____ Selected extract

Nov. 1, 2023 – Women with celiac disease face a much higher risk of other health complications, including ovarian failure, endometriosis, and pregnancy loss, a large new study suggests.
“The key message here is that celiac disease is associated with higher odds of women’s health disorders,” said researcher Rama Nanah, MD, a clinical hospitalist at the Cleveland Clinic. Women with celiac disease should be aware of these associations, and doctors should be careful to check for any additional risks, she said.
Compared to women without the condition, those with celiac disease also had significantly higher rates of polycystic ovary syndrome, irregular menstruation, and infertility.
The study found that women with celiac disease have a six times greater chance of primary ovarian failure, a 2½ times higher chance of endometriosis, and twice the odds of repeated pregnancy loss – compared to women without celiac disease.
But researchers couldn't figure out why celiac disease raises these risks in women.
They looked at rates of health disorders in 9,368 women with celiac disease and another 25 million women without the condition matched for age, race, and body mass index using a national database of medical claims.
More Common in Women
The number of people diagnosed with celiac disease continues to grow, and it remains more common among women, Nanah said at ACG 2023 in Vancouver, Canada, a major conference sponsored by the American College of Gastroenterology. Other researchers, for example, report women are about twice as likely as men to be diagnosed with celiac disease.
Diagnosis was based on a positive blood test, biopsy results, and/or a code in the records that a woman had dietary counseling regarding celiac disease.
Nanah and colleagues included girls and women 10 to 60 years old. Those 10 years to 18 years old with celiac disease were almost four times more likely to have what’s known as delayed menarche, in which a girl does not begin menstruating by age 15 or within 3 years from the time adult breasts start to form. In the next age group, women 19 to 35, those with celiac disease had higher rates of polycystic ovary syndrome, or PCOS, endometriosis, and infertility. Women 36 to 45 with celiac disease also had higher rates of these three disorders, as well as menopausal disorders including premature menopause. Women 46 to 60 also had higher rates of menopausal disorders if they were diagnosed with celiac disease.
The study adds to previous research than linked celiac disease to higher rates of complications during pregnancy, labor, and delivery. Nanah said their large study could help clear up some prior contradictory evidence about these associations and adds a new link to higher rates of PCOS in women with celiac disease.
The large number of women from a diverse outpatient population were strengths of the research. Because it used data collected for reasons other than research, some factors, like the effect of diet on the rates of health disorders, could not be determined.
Closer Follow-Up Recommended
The study suggests that girls and women with celiac disease should have tests done for these other health conditions. The research is impactful “because it allows us to keep in mind co-existing conditions that may affect our patients’ quality of life, including infertility,” session co-moderator Shannon Chang, MD, a gastroenterologist at NYU Langone Health in New York City, said when asked to comment.
Because doctors cannot do much more for people with celiac disease than suggest a gluten-restricted diet, most of those affected do not return for frequent medical care, Chang said. The message for primary care doctors and OB/GYNs is to consider these other conditions in women with celiac disease and bring patients back for regular follow-up visits.

________

**Required actions:**
a. According to the celiac disease article, how much greater is the chance of primary ovarian failure for women with celiac disease than for women without it?
b. Return the portion of the celiac disease article starting with "But researchers couldn't" and going on through "of medical claims.", copied word for word.

____ Data records

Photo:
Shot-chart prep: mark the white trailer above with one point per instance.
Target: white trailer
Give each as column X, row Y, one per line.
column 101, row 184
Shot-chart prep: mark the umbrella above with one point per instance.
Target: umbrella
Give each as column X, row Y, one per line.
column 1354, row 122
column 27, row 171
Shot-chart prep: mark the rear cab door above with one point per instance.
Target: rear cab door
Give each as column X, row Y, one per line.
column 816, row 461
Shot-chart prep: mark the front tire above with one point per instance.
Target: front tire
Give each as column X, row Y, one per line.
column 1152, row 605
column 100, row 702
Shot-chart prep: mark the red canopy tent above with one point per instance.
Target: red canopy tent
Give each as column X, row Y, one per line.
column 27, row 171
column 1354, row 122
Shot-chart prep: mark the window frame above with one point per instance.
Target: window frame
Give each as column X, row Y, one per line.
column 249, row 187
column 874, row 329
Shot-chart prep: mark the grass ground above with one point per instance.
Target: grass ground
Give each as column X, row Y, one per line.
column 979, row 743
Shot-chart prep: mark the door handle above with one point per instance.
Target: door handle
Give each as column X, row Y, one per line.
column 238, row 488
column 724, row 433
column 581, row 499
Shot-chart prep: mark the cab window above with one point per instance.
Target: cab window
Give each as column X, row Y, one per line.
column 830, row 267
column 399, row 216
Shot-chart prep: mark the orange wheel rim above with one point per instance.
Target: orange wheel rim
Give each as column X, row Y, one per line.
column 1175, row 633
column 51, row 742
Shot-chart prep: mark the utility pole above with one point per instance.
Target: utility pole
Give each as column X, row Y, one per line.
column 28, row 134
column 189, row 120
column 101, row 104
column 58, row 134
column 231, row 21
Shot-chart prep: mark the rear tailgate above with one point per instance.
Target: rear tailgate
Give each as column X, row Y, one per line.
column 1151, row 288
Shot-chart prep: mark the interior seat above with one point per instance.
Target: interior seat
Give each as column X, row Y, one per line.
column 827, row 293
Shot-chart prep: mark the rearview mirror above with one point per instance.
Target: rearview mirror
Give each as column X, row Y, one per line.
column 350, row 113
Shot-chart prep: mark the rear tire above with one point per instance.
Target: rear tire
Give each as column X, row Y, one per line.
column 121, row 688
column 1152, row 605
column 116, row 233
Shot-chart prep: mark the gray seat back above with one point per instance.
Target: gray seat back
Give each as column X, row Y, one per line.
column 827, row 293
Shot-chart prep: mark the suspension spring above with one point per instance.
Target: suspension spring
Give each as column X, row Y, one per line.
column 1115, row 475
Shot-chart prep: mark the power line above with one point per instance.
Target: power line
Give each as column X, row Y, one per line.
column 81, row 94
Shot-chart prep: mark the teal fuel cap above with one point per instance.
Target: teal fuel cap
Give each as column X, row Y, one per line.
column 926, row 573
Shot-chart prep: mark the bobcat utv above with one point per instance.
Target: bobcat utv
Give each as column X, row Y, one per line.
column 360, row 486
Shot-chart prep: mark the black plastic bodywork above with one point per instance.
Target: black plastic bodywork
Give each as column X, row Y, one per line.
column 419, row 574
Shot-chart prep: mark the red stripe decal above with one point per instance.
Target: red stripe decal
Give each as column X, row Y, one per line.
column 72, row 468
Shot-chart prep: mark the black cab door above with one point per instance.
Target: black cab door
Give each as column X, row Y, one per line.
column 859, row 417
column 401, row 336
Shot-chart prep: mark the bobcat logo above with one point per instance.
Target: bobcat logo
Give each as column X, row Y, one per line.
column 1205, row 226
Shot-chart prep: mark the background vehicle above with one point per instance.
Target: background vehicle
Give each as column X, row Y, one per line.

________

**Solutions:**
a. Six times greater.

b.
But researchers couldn't figure out why celiac disease raises these risks in women.
They looked at rates of health disorders in 9,368 women with celiac disease and another 25 million women without the condition matched for age, race, and body mass index using a national database of medical claims.